— Start —

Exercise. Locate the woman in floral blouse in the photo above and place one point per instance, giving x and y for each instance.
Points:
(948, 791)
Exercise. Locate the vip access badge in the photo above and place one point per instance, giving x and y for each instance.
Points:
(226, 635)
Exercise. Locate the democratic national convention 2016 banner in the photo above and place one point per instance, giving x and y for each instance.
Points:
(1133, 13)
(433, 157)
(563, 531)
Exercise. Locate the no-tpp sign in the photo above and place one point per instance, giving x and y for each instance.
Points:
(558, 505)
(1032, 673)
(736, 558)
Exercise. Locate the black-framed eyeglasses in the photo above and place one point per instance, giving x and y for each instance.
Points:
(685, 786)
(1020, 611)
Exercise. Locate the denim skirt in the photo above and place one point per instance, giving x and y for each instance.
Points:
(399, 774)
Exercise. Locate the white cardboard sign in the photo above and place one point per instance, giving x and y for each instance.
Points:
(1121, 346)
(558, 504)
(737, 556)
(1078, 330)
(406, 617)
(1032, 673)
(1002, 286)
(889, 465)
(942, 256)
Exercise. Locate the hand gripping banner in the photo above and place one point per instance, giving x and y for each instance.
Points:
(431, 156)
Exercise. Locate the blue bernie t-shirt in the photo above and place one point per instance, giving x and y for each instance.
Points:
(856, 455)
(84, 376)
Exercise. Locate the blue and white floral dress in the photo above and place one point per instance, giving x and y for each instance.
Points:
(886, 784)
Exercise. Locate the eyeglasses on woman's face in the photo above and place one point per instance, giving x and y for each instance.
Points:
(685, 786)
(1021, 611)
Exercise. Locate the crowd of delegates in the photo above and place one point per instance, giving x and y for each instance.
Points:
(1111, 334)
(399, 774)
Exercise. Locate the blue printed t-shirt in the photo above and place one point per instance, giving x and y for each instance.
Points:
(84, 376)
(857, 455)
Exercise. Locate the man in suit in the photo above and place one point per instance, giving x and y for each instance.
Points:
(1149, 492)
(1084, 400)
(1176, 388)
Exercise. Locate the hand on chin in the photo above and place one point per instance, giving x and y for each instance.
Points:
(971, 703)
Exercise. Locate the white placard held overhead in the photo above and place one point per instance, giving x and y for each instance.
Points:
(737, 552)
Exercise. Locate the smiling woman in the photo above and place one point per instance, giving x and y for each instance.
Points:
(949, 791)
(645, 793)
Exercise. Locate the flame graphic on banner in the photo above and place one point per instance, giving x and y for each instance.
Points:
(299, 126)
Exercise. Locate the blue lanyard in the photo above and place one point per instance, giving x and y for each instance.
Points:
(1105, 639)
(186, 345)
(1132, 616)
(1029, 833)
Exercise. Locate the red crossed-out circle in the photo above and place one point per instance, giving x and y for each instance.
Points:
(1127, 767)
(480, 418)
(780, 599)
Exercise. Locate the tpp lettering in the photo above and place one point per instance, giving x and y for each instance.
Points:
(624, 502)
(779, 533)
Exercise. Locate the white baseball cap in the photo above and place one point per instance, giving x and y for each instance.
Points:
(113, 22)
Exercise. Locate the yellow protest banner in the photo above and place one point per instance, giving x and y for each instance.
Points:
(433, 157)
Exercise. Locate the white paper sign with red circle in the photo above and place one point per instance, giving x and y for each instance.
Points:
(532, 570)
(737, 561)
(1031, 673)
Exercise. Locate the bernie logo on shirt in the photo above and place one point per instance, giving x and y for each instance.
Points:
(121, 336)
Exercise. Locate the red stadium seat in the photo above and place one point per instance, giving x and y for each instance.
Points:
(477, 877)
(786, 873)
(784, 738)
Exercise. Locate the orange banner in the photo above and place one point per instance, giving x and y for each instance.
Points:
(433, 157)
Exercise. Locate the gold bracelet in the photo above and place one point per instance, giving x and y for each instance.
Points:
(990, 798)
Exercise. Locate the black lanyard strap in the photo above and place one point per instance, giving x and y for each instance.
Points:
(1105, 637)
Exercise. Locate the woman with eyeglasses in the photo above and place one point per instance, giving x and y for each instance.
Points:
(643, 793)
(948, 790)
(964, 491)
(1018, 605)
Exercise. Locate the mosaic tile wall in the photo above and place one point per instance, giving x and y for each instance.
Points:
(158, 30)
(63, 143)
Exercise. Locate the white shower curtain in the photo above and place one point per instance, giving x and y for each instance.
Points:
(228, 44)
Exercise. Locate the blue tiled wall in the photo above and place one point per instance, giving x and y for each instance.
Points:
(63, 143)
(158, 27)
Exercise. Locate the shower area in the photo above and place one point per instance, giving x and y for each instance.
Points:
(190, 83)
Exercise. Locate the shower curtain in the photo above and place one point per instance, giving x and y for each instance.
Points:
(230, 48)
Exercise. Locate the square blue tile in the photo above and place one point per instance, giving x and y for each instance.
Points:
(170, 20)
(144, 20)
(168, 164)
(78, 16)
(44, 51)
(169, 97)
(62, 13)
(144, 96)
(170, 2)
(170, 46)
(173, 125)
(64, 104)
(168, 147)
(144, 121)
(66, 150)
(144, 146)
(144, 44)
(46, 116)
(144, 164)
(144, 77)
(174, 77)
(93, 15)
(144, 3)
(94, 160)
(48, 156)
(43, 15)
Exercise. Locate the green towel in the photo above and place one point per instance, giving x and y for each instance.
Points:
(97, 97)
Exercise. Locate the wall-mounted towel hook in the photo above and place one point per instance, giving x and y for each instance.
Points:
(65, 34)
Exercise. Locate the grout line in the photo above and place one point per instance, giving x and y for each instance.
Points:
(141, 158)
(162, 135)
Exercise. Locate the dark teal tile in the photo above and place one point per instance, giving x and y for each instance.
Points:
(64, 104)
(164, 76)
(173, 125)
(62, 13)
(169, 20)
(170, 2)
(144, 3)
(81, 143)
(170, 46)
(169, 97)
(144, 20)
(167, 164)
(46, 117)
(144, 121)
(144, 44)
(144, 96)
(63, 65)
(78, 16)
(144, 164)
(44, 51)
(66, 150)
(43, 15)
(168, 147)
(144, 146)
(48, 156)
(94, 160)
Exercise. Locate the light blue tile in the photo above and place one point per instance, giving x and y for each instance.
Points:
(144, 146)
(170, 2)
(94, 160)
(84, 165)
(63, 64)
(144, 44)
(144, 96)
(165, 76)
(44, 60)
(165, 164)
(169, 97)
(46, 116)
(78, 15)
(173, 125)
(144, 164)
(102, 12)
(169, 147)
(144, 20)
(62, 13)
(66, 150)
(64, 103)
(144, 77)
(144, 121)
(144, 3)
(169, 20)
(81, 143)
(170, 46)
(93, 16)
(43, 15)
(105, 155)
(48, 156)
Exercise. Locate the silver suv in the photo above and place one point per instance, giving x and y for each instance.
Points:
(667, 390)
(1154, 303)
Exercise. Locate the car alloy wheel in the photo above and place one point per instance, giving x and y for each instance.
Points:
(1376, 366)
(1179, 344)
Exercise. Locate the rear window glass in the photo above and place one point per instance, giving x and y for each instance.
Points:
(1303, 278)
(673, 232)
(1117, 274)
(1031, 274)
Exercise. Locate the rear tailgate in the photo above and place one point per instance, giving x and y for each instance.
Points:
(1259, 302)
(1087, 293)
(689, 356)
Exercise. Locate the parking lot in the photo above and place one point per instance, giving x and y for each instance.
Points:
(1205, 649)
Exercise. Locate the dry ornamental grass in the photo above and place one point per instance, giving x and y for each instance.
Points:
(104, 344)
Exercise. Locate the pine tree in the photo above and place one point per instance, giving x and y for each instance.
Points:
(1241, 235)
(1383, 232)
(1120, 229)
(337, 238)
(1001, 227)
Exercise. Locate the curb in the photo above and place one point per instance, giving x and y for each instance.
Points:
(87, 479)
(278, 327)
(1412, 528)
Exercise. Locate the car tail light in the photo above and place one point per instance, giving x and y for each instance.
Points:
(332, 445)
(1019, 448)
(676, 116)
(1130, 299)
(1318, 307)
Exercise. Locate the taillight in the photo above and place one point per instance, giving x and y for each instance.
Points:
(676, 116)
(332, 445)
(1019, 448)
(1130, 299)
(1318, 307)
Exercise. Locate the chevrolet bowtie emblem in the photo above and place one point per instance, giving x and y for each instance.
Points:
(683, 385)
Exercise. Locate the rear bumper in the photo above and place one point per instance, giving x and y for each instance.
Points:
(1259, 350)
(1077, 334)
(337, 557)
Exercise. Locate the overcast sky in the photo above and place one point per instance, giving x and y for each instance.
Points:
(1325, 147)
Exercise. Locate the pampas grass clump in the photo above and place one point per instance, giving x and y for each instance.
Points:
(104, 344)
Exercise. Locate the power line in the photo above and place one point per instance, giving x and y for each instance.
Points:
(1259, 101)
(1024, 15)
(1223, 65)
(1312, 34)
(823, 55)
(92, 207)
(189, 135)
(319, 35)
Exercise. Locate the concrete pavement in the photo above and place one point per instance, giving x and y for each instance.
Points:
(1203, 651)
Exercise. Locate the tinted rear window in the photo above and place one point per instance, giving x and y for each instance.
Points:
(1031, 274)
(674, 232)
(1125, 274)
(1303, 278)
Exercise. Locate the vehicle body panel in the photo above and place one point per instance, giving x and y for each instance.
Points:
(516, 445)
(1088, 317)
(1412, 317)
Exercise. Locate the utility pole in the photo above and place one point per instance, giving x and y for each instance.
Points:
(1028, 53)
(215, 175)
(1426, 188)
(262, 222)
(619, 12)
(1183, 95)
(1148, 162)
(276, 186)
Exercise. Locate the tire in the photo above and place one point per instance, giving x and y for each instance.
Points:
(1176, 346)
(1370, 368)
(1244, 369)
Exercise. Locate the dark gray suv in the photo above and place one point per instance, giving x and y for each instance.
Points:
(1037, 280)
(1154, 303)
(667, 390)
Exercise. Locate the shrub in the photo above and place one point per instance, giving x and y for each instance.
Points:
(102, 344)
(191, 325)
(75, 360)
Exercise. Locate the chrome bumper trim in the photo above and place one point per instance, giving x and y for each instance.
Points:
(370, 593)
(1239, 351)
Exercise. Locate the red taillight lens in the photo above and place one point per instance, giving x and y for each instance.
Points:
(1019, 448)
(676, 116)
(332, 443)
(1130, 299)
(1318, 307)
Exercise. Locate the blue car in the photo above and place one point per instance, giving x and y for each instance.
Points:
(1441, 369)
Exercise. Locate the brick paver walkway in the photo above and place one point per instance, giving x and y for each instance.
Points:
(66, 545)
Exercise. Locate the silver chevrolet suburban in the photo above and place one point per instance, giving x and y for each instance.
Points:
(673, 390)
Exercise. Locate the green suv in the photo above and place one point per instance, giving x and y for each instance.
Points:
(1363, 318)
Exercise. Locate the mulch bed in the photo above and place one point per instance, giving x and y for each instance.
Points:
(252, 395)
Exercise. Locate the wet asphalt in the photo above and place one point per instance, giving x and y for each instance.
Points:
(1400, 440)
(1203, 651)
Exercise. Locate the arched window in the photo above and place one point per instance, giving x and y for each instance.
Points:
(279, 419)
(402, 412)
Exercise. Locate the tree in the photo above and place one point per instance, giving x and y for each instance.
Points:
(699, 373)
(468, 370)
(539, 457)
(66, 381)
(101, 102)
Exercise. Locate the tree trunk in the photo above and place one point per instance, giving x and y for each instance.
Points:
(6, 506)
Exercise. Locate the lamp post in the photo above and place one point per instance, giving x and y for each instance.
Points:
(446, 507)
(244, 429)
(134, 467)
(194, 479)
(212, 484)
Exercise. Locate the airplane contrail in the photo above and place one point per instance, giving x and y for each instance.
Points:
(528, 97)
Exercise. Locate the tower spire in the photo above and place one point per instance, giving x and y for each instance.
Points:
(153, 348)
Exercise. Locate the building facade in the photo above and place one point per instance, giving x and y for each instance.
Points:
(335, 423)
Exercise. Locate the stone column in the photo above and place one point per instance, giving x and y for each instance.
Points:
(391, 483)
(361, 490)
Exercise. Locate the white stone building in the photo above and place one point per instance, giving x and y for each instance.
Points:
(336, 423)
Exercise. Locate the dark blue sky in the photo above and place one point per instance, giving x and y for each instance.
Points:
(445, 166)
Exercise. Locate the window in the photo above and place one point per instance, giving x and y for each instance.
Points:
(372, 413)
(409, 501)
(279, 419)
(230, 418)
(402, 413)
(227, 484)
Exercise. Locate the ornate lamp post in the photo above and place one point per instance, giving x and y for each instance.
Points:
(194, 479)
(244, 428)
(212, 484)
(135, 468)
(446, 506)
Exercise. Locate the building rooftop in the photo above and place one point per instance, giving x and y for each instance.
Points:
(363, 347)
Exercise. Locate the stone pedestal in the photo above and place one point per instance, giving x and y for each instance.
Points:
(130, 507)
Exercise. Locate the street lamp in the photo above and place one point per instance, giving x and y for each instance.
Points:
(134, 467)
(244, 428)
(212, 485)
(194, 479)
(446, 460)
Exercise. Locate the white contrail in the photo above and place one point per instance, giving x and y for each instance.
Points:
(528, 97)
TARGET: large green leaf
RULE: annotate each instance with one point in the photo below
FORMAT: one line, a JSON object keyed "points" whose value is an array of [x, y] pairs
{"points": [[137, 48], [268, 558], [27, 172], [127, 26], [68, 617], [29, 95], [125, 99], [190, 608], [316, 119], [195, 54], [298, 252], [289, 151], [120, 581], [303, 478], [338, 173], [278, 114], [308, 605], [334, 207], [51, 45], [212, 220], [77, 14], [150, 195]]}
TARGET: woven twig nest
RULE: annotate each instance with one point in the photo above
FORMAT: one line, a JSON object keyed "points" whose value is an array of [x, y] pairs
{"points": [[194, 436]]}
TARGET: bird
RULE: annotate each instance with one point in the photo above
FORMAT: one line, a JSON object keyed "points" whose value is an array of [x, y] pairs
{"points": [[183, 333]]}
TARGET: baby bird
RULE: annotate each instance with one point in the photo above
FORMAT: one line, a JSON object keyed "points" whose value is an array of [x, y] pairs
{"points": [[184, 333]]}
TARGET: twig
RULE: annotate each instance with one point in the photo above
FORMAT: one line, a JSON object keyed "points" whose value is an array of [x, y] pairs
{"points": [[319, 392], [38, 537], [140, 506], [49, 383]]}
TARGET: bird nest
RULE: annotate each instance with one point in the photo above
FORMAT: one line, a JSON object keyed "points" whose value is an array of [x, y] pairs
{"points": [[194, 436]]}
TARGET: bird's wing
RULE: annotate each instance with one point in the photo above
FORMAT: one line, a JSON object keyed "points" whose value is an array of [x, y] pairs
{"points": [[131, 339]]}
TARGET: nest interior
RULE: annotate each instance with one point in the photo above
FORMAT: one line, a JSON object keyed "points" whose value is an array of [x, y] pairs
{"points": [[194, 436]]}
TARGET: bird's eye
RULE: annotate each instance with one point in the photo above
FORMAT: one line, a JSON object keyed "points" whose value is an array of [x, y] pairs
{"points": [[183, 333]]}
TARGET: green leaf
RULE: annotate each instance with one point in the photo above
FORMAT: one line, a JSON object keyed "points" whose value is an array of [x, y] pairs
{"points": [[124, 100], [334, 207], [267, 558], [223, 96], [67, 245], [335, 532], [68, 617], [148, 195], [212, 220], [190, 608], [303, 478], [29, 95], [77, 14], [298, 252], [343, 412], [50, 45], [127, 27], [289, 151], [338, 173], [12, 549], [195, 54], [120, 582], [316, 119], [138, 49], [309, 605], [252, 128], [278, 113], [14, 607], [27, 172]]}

— End —

→ What is required: Recast the lines from the one containing "TARGET: green leaf" through the final line above as a Markdown table with the columns Row and Line. Number each row and leave out blank lines.

→ Answer for this exercise:
| Row | Line |
|---|---|
| 1 | TARGET: green leaf |
| 2 | RULE: annotate each instance with one point in the photo above |
| 3 | FORMAT: one line, a JSON object keyed "points" whose value is an array of [x, y] pairs |
| 4 | {"points": [[124, 100], [334, 207], [267, 558], [223, 96], [67, 245], [335, 532], [68, 617], [148, 195], [212, 220], [190, 608], [303, 478], [29, 95], [77, 14], [298, 252], [343, 412], [50, 45], [127, 27], [289, 151], [338, 173], [12, 549], [195, 54], [120, 582], [316, 119], [138, 49], [309, 605], [252, 128], [278, 113], [14, 607], [27, 172]]} |